==== Material shown ====

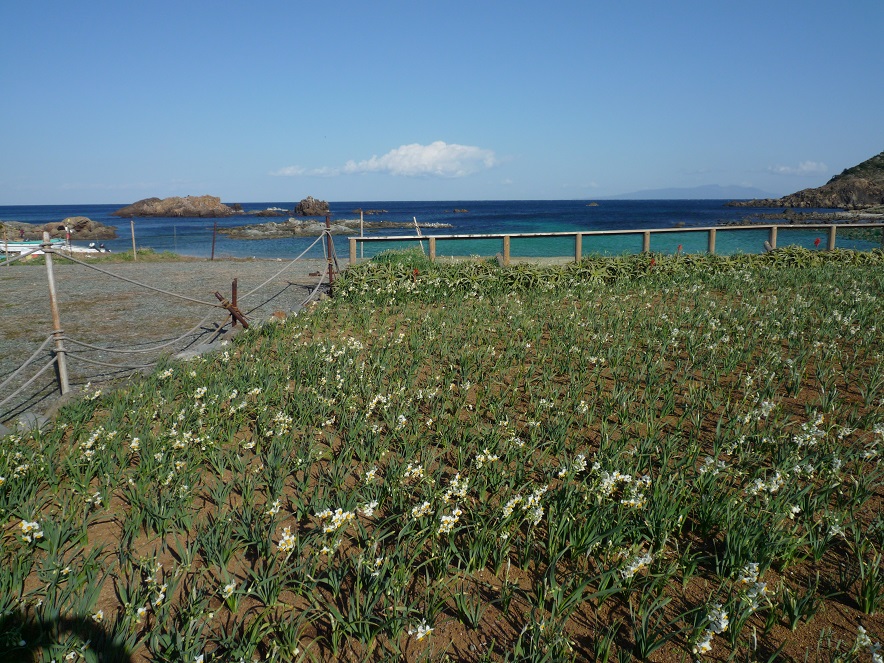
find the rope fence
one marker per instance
(77, 350)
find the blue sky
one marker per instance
(111, 102)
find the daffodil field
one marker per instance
(663, 458)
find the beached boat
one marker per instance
(26, 246)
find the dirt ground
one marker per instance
(104, 310)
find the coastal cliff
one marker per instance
(857, 188)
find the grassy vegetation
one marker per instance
(654, 457)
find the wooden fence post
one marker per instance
(61, 366)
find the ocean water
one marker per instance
(194, 237)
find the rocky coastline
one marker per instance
(858, 188)
(211, 207)
(871, 215)
(312, 228)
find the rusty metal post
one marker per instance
(329, 249)
(61, 366)
(233, 299)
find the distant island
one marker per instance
(212, 207)
(704, 192)
(858, 188)
(311, 228)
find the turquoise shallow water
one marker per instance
(194, 236)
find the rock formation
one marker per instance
(311, 207)
(859, 187)
(312, 228)
(190, 206)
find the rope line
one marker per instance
(110, 364)
(254, 290)
(27, 362)
(28, 383)
(143, 285)
(310, 296)
(145, 350)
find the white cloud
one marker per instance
(804, 168)
(437, 159)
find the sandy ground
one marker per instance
(105, 311)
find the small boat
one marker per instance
(26, 245)
(60, 245)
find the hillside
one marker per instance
(859, 187)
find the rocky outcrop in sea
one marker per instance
(312, 228)
(859, 187)
(189, 206)
(311, 207)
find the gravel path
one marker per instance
(105, 311)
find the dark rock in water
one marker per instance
(311, 207)
(312, 228)
(188, 207)
(270, 212)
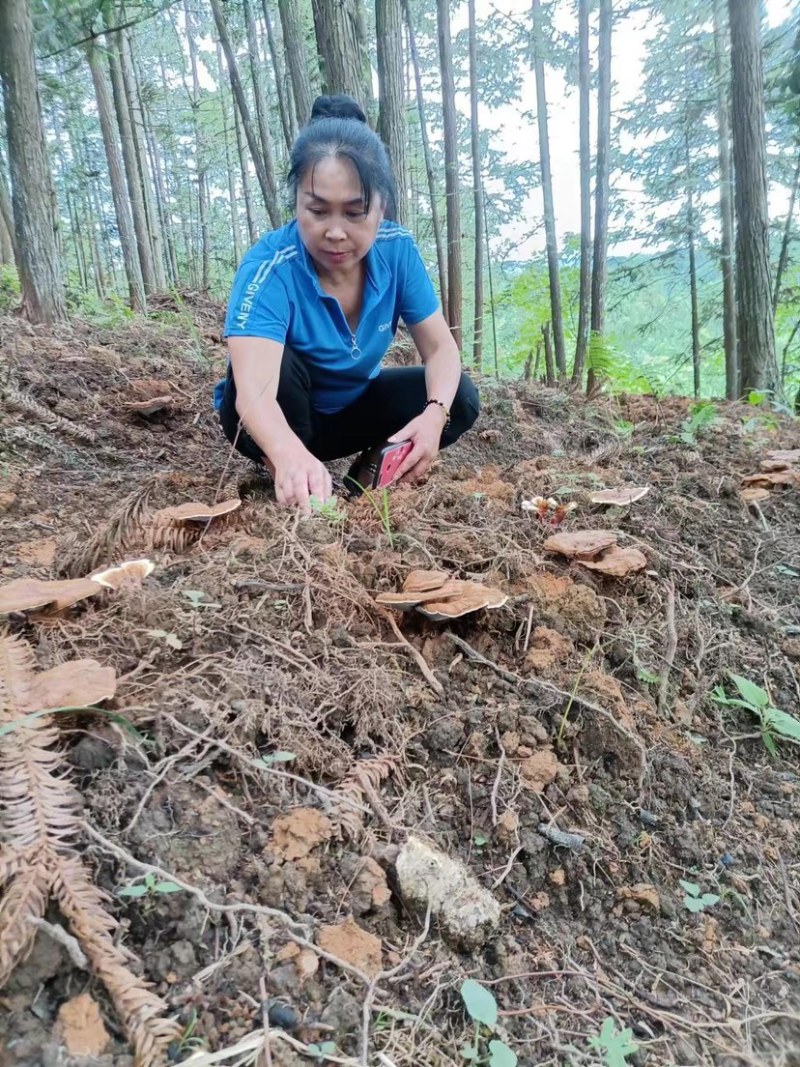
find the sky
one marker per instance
(629, 41)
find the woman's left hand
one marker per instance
(425, 432)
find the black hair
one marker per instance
(338, 128)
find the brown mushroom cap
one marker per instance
(620, 497)
(470, 598)
(618, 561)
(580, 544)
(132, 571)
(78, 683)
(29, 594)
(196, 512)
(422, 582)
(410, 599)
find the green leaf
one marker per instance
(501, 1055)
(479, 1002)
(131, 891)
(692, 904)
(782, 723)
(750, 691)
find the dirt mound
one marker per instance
(564, 750)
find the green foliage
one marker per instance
(148, 887)
(696, 900)
(771, 720)
(613, 1045)
(702, 416)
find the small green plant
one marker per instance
(148, 887)
(613, 1045)
(772, 721)
(329, 509)
(696, 900)
(481, 1007)
(702, 417)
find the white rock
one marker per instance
(466, 912)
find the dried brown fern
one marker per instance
(125, 528)
(348, 821)
(38, 831)
(26, 403)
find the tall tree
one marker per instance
(451, 172)
(236, 83)
(338, 26)
(296, 58)
(118, 193)
(549, 210)
(132, 177)
(392, 99)
(753, 283)
(600, 258)
(585, 292)
(432, 191)
(480, 221)
(725, 206)
(34, 219)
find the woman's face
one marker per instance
(334, 226)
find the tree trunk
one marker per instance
(236, 84)
(131, 172)
(34, 219)
(691, 237)
(480, 222)
(246, 185)
(392, 114)
(753, 285)
(338, 26)
(228, 164)
(548, 364)
(451, 172)
(585, 293)
(297, 58)
(784, 256)
(6, 222)
(428, 161)
(259, 91)
(137, 120)
(201, 158)
(600, 265)
(124, 222)
(725, 206)
(549, 210)
(285, 105)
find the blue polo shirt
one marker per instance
(276, 295)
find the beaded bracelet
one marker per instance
(444, 409)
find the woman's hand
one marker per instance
(299, 476)
(425, 431)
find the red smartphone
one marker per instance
(379, 466)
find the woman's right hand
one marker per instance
(299, 476)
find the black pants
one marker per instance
(388, 402)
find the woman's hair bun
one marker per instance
(340, 106)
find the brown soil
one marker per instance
(259, 635)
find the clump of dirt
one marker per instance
(291, 734)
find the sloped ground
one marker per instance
(581, 705)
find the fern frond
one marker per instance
(140, 1009)
(25, 898)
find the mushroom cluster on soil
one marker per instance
(780, 470)
(440, 598)
(598, 551)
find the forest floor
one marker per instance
(292, 741)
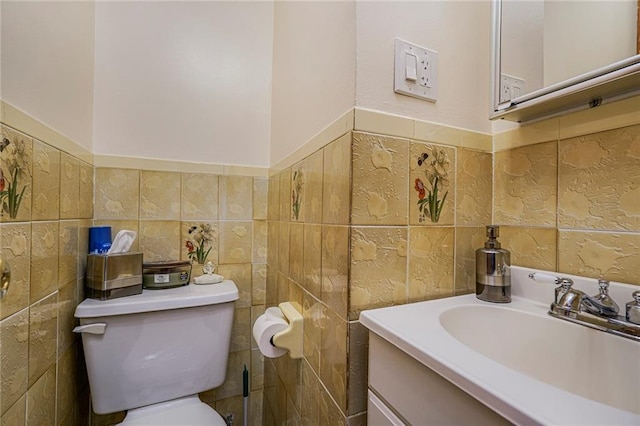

====

• **Work instructions**:
Reproduce everything from the line containing "find the clump of dirt" down to the end of the entries, keeping each request, and shift every coordinate in the answers by -143. Omit the pictures from your reply.

• **Full solution**:
find the clump of dirt
one marker per instance
(148, 591)
find the sloped ground
one marker per instance
(438, 562)
find the fern frond
one marker per instance
(-3, 866)
(-118, 755)
find the mushroom cluster on soil
one marker per instance
(637, 327)
(297, 455)
(455, 408)
find the forest floor
one marker per instance
(149, 598)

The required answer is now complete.